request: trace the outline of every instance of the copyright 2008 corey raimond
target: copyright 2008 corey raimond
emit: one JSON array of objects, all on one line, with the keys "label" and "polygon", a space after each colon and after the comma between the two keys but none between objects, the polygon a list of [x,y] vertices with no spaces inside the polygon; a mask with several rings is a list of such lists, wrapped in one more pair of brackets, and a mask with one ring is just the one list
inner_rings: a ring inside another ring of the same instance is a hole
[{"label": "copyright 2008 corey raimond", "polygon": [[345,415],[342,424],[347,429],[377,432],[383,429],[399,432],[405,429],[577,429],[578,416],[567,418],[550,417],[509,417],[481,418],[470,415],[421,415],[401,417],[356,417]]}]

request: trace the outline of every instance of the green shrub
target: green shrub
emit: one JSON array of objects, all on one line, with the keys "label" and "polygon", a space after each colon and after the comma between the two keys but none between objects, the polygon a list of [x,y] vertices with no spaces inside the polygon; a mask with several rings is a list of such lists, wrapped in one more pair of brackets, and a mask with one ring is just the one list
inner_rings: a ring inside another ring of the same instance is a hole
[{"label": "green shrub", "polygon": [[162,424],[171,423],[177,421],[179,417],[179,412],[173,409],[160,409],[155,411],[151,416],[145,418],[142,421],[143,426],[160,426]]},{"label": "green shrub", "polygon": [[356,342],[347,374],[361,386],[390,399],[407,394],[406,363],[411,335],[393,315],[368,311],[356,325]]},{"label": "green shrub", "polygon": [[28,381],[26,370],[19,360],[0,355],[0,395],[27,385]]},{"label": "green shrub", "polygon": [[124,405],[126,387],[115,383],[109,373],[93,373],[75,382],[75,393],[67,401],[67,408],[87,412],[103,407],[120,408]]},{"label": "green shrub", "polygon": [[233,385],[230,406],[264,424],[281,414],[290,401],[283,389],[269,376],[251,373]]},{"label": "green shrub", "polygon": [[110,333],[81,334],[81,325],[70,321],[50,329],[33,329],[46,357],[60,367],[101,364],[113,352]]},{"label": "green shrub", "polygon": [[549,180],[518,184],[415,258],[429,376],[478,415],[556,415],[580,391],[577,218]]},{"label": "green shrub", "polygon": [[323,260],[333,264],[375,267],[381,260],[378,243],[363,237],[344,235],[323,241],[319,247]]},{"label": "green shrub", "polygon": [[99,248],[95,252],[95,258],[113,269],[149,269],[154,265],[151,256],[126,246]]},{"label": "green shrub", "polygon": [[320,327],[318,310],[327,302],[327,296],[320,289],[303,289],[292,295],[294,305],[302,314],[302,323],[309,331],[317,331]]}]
┄┄┄┄┄┄┄┄┄┄
Nothing should be left out: return all of the records exactly.

» **The reply**
request: trace the outline of every instance of the copyright 2008 corey raimond
target: copyright 2008 corey raimond
emit: one JSON array of objects, all on one line, with the keys "label" and "polygon", a space after each colon and after the comma between the two keys but none between objects, the polygon a list of [x,y] vertices with no spaces inside the polygon; a mask with several rings is a list of such lists, wrapped in one more pair of brackets, and a mask with one ring is just the one list
inner_rings: a ring inside another ring of the same instance is a hole
[{"label": "copyright 2008 corey raimond", "polygon": [[345,415],[342,424],[347,429],[377,432],[383,429],[399,432],[405,429],[577,429],[578,416],[567,418],[550,417],[509,417],[481,418],[470,415],[421,415],[401,417],[356,417]]}]

request: trace the outline of every instance of the green shrub
target: green shrub
emit: one JSON array of objects, all on one line, with the keys "label" and "polygon", a space after each colon and after the comma between the two keys but none between objects, the polygon a list of [x,y] vertices with no spaces inside the polygon; a mask with several rings is a list of such lists, wrapped in one more pair of brackets, and a mask with one ring is just the one list
inner_rings: a ring inside another ring of the same instance is a hole
[{"label": "green shrub", "polygon": [[162,424],[171,423],[177,421],[179,417],[179,412],[173,409],[160,409],[155,411],[151,416],[145,418],[142,421],[143,426],[160,426]]},{"label": "green shrub", "polygon": [[356,342],[347,374],[361,386],[390,399],[407,394],[406,363],[411,335],[393,315],[368,311],[356,325]]},{"label": "green shrub", "polygon": [[28,381],[26,370],[19,360],[0,355],[0,395],[27,385]]},{"label": "green shrub", "polygon": [[124,405],[126,387],[115,383],[109,373],[93,373],[75,382],[75,393],[67,401],[67,408],[87,412],[103,407],[120,408]]},{"label": "green shrub", "polygon": [[233,385],[230,406],[264,424],[281,414],[290,401],[283,389],[269,376],[251,373]]},{"label": "green shrub", "polygon": [[110,333],[81,334],[81,325],[70,321],[50,329],[33,329],[46,357],[60,367],[101,364],[113,352]]},{"label": "green shrub", "polygon": [[549,180],[518,184],[415,258],[429,376],[478,415],[556,415],[580,391],[577,218]]},{"label": "green shrub", "polygon": [[323,260],[333,264],[375,267],[381,260],[378,243],[363,237],[344,235],[323,241],[319,247]]},{"label": "green shrub", "polygon": [[99,248],[95,252],[95,258],[113,269],[149,269],[154,265],[151,256],[126,246]]},{"label": "green shrub", "polygon": [[320,327],[318,310],[327,302],[327,296],[320,289],[303,289],[292,295],[294,305],[302,314],[302,323],[309,331],[317,331]]}]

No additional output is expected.